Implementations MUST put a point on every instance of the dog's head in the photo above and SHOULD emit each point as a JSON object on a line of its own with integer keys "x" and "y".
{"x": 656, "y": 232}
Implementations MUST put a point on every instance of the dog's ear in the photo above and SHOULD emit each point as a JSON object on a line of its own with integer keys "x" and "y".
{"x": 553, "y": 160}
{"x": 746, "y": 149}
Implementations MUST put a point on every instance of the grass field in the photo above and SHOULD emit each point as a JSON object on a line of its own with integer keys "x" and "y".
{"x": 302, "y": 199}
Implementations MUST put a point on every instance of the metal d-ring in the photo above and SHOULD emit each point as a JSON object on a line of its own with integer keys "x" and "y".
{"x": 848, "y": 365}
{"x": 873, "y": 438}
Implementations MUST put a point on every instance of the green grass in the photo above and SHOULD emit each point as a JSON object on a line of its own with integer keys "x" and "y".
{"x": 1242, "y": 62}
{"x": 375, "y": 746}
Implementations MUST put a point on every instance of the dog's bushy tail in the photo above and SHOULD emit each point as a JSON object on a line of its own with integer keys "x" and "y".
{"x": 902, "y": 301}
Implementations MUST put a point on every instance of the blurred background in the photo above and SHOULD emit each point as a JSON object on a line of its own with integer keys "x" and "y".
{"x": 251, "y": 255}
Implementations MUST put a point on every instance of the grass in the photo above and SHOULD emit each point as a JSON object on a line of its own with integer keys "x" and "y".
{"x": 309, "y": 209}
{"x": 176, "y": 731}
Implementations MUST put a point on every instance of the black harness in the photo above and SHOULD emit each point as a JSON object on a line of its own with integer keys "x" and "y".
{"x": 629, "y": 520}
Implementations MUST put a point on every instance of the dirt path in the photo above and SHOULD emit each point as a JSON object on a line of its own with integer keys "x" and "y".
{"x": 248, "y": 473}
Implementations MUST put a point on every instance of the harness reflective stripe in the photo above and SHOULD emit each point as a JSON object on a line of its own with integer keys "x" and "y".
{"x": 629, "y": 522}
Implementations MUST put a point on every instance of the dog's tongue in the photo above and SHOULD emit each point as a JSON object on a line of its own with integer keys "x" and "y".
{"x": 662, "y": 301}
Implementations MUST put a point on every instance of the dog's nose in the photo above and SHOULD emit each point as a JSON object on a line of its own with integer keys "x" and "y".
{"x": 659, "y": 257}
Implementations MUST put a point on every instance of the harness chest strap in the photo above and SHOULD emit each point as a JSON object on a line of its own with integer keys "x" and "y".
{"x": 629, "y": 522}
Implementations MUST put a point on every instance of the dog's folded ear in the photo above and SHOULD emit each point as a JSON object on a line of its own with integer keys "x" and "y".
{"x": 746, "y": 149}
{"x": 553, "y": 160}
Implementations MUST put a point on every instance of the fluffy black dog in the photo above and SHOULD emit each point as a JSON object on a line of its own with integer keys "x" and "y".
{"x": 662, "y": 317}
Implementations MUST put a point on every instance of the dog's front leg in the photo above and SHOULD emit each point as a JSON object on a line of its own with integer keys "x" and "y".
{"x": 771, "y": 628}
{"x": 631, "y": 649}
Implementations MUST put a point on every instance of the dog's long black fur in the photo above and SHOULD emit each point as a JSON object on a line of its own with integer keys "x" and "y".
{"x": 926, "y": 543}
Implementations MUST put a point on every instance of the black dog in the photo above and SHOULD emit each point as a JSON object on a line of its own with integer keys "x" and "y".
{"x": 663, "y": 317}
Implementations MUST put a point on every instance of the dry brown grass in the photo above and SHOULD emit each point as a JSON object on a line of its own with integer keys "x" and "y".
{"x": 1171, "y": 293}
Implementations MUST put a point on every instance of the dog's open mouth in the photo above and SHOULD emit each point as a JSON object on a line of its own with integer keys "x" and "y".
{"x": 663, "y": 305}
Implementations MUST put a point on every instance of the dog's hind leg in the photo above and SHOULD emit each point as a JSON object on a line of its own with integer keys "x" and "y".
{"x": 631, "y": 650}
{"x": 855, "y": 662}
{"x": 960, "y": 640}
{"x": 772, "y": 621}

◇ ◇ ◇ ◇ ◇

→ What you should do
Replace "Implementations" with "Labelers" throughout the rows above, and copy every other part of the rows unchanged.

→ Full response
Labelers MUST put a point on every instance of the dog's head in the photo above and SHOULD emit each point as a JSON object on a line of its own with integer keys "x" and "y".
{"x": 656, "y": 232}
Labelers MUST put a point on every instance of the dog's ear in the photo above and SHOULD emit each point as a JSON object on a line of its own with integer keys "x" and "y".
{"x": 553, "y": 160}
{"x": 746, "y": 149}
Labelers MUST put a point on every instance of the grass field in the photo above and SHOULD emit each point as a JSON object on a line of its own with integer keys "x" and "y".
{"x": 302, "y": 199}
Labelers MUST put a point on every instance of the metal d-ring in the photo above and SHOULD emit each point as a JSON object on a line of its own with integer keys "x" and "y".
{"x": 848, "y": 365}
{"x": 873, "y": 438}
Labelers MUST put a point on every instance of the green grass in the photo above and SHOULD emit each point as a JSON object on a line of its own with integer keys "x" and "y".
{"x": 1242, "y": 62}
{"x": 375, "y": 746}
Labelers MUST put a point on every instance of the dog's bushy tail in the photo above and SHOULD emit each point as a JSON object on a line of its own with integer keys "x" and "y".
{"x": 902, "y": 301}
Labelers MUST put a point on every instance of the blurred background in the photo above and SHOULD emit each point as a JSON object on a line of its own with integer keys "x" and "y".
{"x": 251, "y": 255}
Labelers MUST put a point on every instance of the grass in the photo above and SHOULD emit each point as a JSON object on a line of its own with integer keys "x" and "y".
{"x": 309, "y": 209}
{"x": 176, "y": 731}
Labelers MUST put a point on every instance of the black harness in the photo above and SHOULD emit each point as a JSON object on a line of its own with integer keys "x" and "y".
{"x": 629, "y": 520}
Labelers MUST put a point on every instance of the dirt path in the photo above and SHOULD emit each point as a JSON object on a line of its own with integer keys "x" and "y".
{"x": 248, "y": 473}
Labelers MUST put a point on every instance of the harness reflective stripe in the photo above and SHOULD emit each point as a JSON object on a line of its own with integer keys "x" and "y".
{"x": 629, "y": 522}
Labelers MUST put a point on every instance of the dog's tongue in the photo above and SHOULD emit each point as a JSON object on a line of its own with integer keys "x" and "y".
{"x": 662, "y": 301}
Labelers MUST put a point on every instance of the dog's nose in the photo above and SHOULD emit each point as a JSON object on a line of its own with integer keys "x" and "y".
{"x": 659, "y": 257}
Labelers MUST put a point on every instance of the harness chest strap in the photo above and SHOULD emit each point as a JSON object on a line of its own with integer keys "x" and "y".
{"x": 629, "y": 522}
Labelers MUST put a point on every instance of the dog's folded ear in the photo above and SHOULD emit each point as a JSON object on a line of its own with integer keys "x" and "y".
{"x": 746, "y": 149}
{"x": 553, "y": 160}
Labelers MUST put a point on every instance of the fluffy black dog in the photo above and SHOULD emit each point as a JSON object on a line of its own with integer keys "x" and "y".
{"x": 662, "y": 317}
Labelers MUST put a point on every instance of the dog's front leg in the photo above and SHOULD emit each point as a JSON object on a line of its own with integer keys "x" and "y".
{"x": 771, "y": 628}
{"x": 631, "y": 649}
Labelers MUST put a point on every instance of the dog's long black fur in the photo above and SHOULD emit each point as a JSON object on a line of its own with integer keys "x" and "y".
{"x": 926, "y": 543}
Labelers MUST put a point on every instance of the black dog in the photo above and SHOULD emit each point as a JSON object on a line of its own with integer keys "x" and "y".
{"x": 663, "y": 317}
Labelers MUST put a point on every instance of the dry brown grass in the photo above and SHOULD emit each point as a JSON object on a line of its own with integer keys "x" and "y".
{"x": 1171, "y": 293}
Labelers MUST put a point on every instance of the dog's open mouth in the photo above and SHOULD emit each point as a JSON object on a line of its own with integer keys "x" and "y".
{"x": 663, "y": 305}
Labelers MUST put a point on every instance of the dog's hind leg in the photo above and SHOULD emit each point as a JSON object on a line of its own with integer keys "x" and "y".
{"x": 631, "y": 650}
{"x": 855, "y": 662}
{"x": 960, "y": 640}
{"x": 772, "y": 621}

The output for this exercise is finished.